• **TASK STATEMENT**
Reproduce all of the data below word for word, leaving out the pictures.

(Dataset rows showing where objects appear)
----

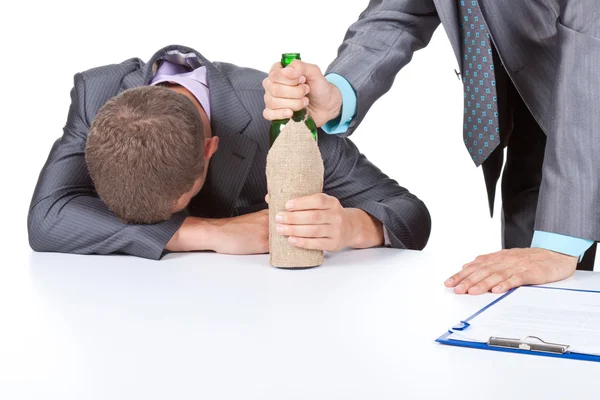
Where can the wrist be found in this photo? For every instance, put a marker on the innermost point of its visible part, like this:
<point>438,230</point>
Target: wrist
<point>335,105</point>
<point>365,230</point>
<point>193,235</point>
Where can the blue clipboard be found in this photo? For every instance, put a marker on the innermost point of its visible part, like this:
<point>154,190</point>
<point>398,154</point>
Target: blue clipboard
<point>464,325</point>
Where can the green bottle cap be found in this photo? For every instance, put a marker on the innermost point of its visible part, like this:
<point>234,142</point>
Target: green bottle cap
<point>287,58</point>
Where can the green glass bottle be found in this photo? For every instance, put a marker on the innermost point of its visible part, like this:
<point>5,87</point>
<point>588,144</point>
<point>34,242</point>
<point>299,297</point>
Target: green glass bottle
<point>300,115</point>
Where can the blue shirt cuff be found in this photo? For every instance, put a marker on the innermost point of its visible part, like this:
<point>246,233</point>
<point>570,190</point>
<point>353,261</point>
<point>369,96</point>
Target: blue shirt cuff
<point>349,102</point>
<point>564,244</point>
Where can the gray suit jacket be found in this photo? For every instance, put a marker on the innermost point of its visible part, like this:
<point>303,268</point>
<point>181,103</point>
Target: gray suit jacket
<point>551,51</point>
<point>66,215</point>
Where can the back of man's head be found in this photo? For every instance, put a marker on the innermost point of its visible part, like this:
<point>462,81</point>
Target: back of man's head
<point>145,149</point>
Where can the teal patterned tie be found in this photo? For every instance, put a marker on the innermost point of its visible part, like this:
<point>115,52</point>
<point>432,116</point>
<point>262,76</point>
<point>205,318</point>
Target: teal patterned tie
<point>481,132</point>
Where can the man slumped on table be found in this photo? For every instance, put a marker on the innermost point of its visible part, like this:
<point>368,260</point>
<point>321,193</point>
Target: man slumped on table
<point>170,155</point>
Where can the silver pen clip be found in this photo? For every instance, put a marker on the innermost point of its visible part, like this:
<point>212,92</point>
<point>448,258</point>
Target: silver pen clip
<point>524,344</point>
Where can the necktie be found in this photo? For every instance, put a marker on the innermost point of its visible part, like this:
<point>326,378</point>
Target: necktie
<point>481,132</point>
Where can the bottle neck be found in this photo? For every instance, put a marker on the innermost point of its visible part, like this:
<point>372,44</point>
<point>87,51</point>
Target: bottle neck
<point>300,115</point>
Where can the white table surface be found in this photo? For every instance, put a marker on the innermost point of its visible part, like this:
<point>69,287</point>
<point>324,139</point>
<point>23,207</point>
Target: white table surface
<point>208,326</point>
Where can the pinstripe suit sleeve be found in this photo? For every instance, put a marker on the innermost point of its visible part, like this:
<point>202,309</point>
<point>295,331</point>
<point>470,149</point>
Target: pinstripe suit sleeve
<point>379,44</point>
<point>67,216</point>
<point>357,183</point>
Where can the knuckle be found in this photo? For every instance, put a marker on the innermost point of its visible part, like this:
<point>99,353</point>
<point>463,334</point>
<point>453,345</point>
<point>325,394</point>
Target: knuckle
<point>314,230</point>
<point>338,219</point>
<point>315,216</point>
<point>501,275</point>
<point>275,91</point>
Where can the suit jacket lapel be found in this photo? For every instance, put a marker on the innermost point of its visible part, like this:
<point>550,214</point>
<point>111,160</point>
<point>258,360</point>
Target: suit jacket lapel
<point>448,12</point>
<point>230,164</point>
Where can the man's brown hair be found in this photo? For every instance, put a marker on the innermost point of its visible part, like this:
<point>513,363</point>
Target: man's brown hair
<point>145,149</point>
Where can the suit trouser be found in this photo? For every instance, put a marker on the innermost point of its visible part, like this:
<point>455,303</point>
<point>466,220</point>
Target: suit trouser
<point>522,175</point>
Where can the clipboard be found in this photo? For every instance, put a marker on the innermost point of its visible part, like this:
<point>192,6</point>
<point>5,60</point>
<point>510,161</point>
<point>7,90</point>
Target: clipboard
<point>529,345</point>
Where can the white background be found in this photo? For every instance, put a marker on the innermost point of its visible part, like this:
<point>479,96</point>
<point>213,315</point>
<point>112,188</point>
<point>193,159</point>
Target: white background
<point>414,133</point>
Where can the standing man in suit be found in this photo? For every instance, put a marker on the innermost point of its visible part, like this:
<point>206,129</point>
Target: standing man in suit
<point>170,155</point>
<point>531,85</point>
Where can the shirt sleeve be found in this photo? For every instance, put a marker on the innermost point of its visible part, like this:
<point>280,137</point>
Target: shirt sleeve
<point>564,244</point>
<point>349,103</point>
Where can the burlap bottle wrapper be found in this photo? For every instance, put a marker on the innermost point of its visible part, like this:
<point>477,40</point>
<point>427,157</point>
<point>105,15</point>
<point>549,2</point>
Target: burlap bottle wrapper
<point>294,169</point>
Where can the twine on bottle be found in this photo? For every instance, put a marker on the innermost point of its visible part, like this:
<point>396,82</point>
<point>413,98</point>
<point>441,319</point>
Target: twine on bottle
<point>294,169</point>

----

• **RESULT**
Where can the wrist be found in this photo? For every instance, put a marker on the innermost point of its visible part, like this:
<point>438,230</point>
Target: wrist
<point>335,105</point>
<point>365,230</point>
<point>193,235</point>
Where can the blue clipboard be found in this photo? For every instance, put a marker on the innermost point of its visible part, like this:
<point>154,190</point>
<point>398,154</point>
Target: blue clipboard
<point>464,325</point>
Where can the green bottle cap be found in this photo? For every instance, put a marker on the innermost point of its visible part, like this:
<point>234,142</point>
Target: green bottle cap
<point>287,58</point>
Where can the green glass bottle be found in this photo? For every instance, put a marker on the innermost point of its visible part, like this:
<point>5,87</point>
<point>588,144</point>
<point>34,242</point>
<point>299,297</point>
Target: green glass bottle
<point>300,115</point>
Where can the blue shirt cuff be found in this photo? For every instance, put a marker on the innermost point of its visible part, like this:
<point>246,233</point>
<point>570,190</point>
<point>353,261</point>
<point>369,96</point>
Target: blue shirt cuff
<point>349,102</point>
<point>564,244</point>
Where can the gray suit jacket be found in this photo? For every instance, put a marker on the innermost point of its visible part, like this:
<point>303,268</point>
<point>181,103</point>
Target: gray suit jacket
<point>551,51</point>
<point>66,215</point>
Where can the back of man's head be found in this photo? For every instance, put a marker on the innermost point of its visible part, like this:
<point>462,81</point>
Target: back of man's head
<point>145,149</point>
Where can the teal patterned tie be found in this photo? For every instance, put a marker on the innermost point of its visible part, like this:
<point>115,52</point>
<point>432,116</point>
<point>262,76</point>
<point>205,318</point>
Target: teal patterned tie
<point>481,132</point>
Where can the man slumped on table be found in this photo? For every instance, put a marker on the innermost point of its visible part, like this:
<point>368,260</point>
<point>321,193</point>
Target: man slumped on table
<point>170,155</point>
Where can the silver pen clip be found in this photo? For every instance, put a marker on the innermost point of its visible part, like this:
<point>212,92</point>
<point>448,258</point>
Target: silver pen clip
<point>524,344</point>
Where can the necktie be found in this photo? For every instance, put a marker on the innermost point of its visible part, like this:
<point>326,378</point>
Target: necktie
<point>481,132</point>
Where can the bottle neck be found in this photo? For every instance, put a marker on the innermost point of its visible part, like this:
<point>372,44</point>
<point>87,51</point>
Target: bottle neck
<point>300,115</point>
Where can the white table surface be found in this photo? For every instance, put a marker on the innermost point of its visible part, like this:
<point>69,287</point>
<point>324,139</point>
<point>23,207</point>
Target: white table surface
<point>208,326</point>
Where can the pinstripe suit sleeve be found in this photo? For every instance, put a marker on the innermost point of its visible part, like this:
<point>202,309</point>
<point>295,331</point>
<point>470,149</point>
Target: pinstripe suit sleeve
<point>379,44</point>
<point>67,216</point>
<point>357,183</point>
Where can the knuckle be found in this photo? For every instance, put a marker on the innermost point of its visible part, like this:
<point>99,353</point>
<point>463,334</point>
<point>453,345</point>
<point>325,394</point>
Target: knuckle
<point>314,230</point>
<point>338,219</point>
<point>315,216</point>
<point>501,275</point>
<point>275,91</point>
Where can the suit jacket lapel be found in this photo? For every instance, put a marker on the innermost point of its visible part, like this:
<point>550,214</point>
<point>111,160</point>
<point>258,360</point>
Target: suit jacket lapel
<point>448,12</point>
<point>230,164</point>
Where can the man's brown hair be found in this photo? For every instance, put a marker on the innermost point of its visible part, like this:
<point>513,363</point>
Target: man's brown hair
<point>145,149</point>
Where can the suit trouser be found in this photo? For every instance, put a marker on the innermost point of its visible part, like this:
<point>455,303</point>
<point>466,220</point>
Target: suit trouser
<point>522,175</point>
Where can the clipboard be found in this photo? For every instance, put a marker on the innermost point of its visible part, like this:
<point>192,6</point>
<point>5,60</point>
<point>510,161</point>
<point>7,90</point>
Target: clipboard
<point>529,345</point>
Where can the white background be found in this photo? For every instance, put a marker on the innermost point of its visible part, like this:
<point>479,96</point>
<point>213,315</point>
<point>112,188</point>
<point>193,159</point>
Target: white background
<point>414,133</point>
Where can the standing man in suit be found in this photo? For every instance, put a marker on the innermost point of its visible part, like this:
<point>206,129</point>
Target: standing man in suit
<point>170,155</point>
<point>531,85</point>
Where can the shirt sleeve be found in this photo? For every instance, put a marker on the innermost point of its visible part, like this:
<point>280,137</point>
Target: shirt sleeve
<point>564,244</point>
<point>349,103</point>
Where can the burlap bottle wrapper be found in this photo? For every instance, put a marker on the innermost point of its visible part, like this:
<point>477,40</point>
<point>427,157</point>
<point>105,15</point>
<point>549,2</point>
Target: burlap bottle wrapper
<point>294,169</point>
Where can the twine on bottle be found in this photo? For every instance, put a marker on the innermost point of its visible part, like this:
<point>396,82</point>
<point>413,98</point>
<point>441,319</point>
Target: twine on bottle
<point>294,169</point>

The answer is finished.